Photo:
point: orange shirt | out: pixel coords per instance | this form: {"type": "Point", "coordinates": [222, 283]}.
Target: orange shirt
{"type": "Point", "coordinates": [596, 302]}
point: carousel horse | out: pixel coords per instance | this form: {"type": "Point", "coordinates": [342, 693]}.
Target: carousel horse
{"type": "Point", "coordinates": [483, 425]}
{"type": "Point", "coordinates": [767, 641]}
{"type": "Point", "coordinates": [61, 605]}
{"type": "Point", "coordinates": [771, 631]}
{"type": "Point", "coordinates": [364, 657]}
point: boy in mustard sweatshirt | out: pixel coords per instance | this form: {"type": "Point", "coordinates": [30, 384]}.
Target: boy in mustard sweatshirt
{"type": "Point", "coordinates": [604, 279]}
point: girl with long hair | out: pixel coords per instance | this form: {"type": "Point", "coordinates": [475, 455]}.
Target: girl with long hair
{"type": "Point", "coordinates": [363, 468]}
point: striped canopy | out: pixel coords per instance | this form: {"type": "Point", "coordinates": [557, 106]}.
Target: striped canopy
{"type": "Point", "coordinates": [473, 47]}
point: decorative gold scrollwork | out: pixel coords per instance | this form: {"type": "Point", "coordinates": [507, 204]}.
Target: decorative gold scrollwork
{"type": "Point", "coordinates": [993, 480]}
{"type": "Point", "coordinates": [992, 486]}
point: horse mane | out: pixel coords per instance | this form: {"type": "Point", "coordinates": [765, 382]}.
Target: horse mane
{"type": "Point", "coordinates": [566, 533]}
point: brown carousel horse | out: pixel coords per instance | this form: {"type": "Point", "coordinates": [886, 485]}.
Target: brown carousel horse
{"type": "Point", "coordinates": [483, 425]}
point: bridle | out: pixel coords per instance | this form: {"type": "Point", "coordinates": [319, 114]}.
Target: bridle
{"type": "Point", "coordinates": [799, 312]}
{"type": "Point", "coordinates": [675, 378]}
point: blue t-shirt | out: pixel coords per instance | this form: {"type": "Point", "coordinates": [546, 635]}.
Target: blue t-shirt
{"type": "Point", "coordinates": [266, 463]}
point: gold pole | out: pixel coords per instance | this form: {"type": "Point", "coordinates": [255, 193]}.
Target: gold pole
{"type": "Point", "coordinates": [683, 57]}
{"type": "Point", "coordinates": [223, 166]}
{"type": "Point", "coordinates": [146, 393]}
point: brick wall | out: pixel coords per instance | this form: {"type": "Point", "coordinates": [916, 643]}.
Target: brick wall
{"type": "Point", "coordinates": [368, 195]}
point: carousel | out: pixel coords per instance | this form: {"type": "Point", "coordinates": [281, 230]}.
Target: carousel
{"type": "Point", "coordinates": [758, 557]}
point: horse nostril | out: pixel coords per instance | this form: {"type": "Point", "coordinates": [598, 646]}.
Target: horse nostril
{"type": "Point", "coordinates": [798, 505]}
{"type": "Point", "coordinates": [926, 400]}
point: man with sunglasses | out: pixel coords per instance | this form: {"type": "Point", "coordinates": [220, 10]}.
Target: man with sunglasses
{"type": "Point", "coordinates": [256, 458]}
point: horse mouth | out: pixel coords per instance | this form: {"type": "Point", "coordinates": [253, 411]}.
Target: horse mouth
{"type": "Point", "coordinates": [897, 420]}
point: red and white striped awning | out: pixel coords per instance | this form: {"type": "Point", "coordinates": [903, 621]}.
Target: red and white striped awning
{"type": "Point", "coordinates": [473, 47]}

- [Brief] Rewrite the material above, replacing "pixel coords" with "pixel coordinates" wherever it occurs and leaving every other part unchanged.

- [Response to the exercise]
Photo:
point: orange shirt | out: pixel coordinates per instance | this form: {"type": "Point", "coordinates": [222, 283]}.
Target: orange shirt
{"type": "Point", "coordinates": [596, 302]}
point: carousel horse | out: pixel coordinates per instance | this form: {"type": "Point", "coordinates": [342, 693]}.
Target: carousel horse
{"type": "Point", "coordinates": [483, 425]}
{"type": "Point", "coordinates": [767, 641]}
{"type": "Point", "coordinates": [61, 605]}
{"type": "Point", "coordinates": [771, 631]}
{"type": "Point", "coordinates": [364, 657]}
point: boy in mustard sweatshirt | out: pixel coordinates per instance | this form: {"type": "Point", "coordinates": [30, 384]}.
Target: boy in mustard sweatshirt
{"type": "Point", "coordinates": [604, 279]}
point: girl with long hair | out: pixel coordinates per instance | this form: {"type": "Point", "coordinates": [475, 455]}.
Target: girl with long hair
{"type": "Point", "coordinates": [363, 468]}
point: striped canopy | out: pixel coordinates per instance | this form: {"type": "Point", "coordinates": [557, 106]}.
Target: striped canopy
{"type": "Point", "coordinates": [473, 47]}
point: decorative gold scrollwork | out: pixel coordinates per instance | this form: {"type": "Point", "coordinates": [507, 204]}.
Target: decorative gold scrollwork
{"type": "Point", "coordinates": [993, 480]}
{"type": "Point", "coordinates": [992, 486]}
point: horse mane | out: pixel coordinates per instance | this form: {"type": "Point", "coordinates": [765, 382]}.
Target: horse mane
{"type": "Point", "coordinates": [566, 533]}
point: brown carousel horse | out: pixel coordinates per instance | this form: {"type": "Point", "coordinates": [886, 485]}.
Target: brown carousel horse
{"type": "Point", "coordinates": [483, 425]}
point: bridle | out: pixel coordinates per instance | this form: {"type": "Point", "coordinates": [319, 114]}.
Target: bridle
{"type": "Point", "coordinates": [799, 312]}
{"type": "Point", "coordinates": [675, 378]}
point: blue t-shirt | out: pixel coordinates per instance | this form: {"type": "Point", "coordinates": [546, 635]}.
Target: blue t-shirt
{"type": "Point", "coordinates": [266, 463]}
point: gold pole | out: pixel coordinates per instance | this form: {"type": "Point", "coordinates": [255, 193]}.
Target: gold pole
{"type": "Point", "coordinates": [683, 57]}
{"type": "Point", "coordinates": [223, 166]}
{"type": "Point", "coordinates": [146, 393]}
point: brick wall | out: pixel coordinates per instance | this form: {"type": "Point", "coordinates": [916, 643]}.
Target: brick wall
{"type": "Point", "coordinates": [368, 195]}
point: carousel | out: pixel coordinates per instance | this form: {"type": "Point", "coordinates": [281, 230]}.
Target: carousel
{"type": "Point", "coordinates": [758, 557]}
point: horse nostril | out: pixel coordinates per instance | this form: {"type": "Point", "coordinates": [598, 646]}.
Target: horse nostril
{"type": "Point", "coordinates": [798, 505]}
{"type": "Point", "coordinates": [926, 400]}
point: man with sunglasses | out: pixel coordinates per instance | this form: {"type": "Point", "coordinates": [220, 10]}.
Target: man with sunglasses
{"type": "Point", "coordinates": [256, 458]}
point: horse mouth | out: pixel coordinates per instance | this form: {"type": "Point", "coordinates": [253, 411]}.
Target: horse mouth
{"type": "Point", "coordinates": [897, 420]}
point: red and white striped awning | out: pixel coordinates per instance | this form: {"type": "Point", "coordinates": [903, 621]}.
Target: red and white striped awning
{"type": "Point", "coordinates": [473, 47]}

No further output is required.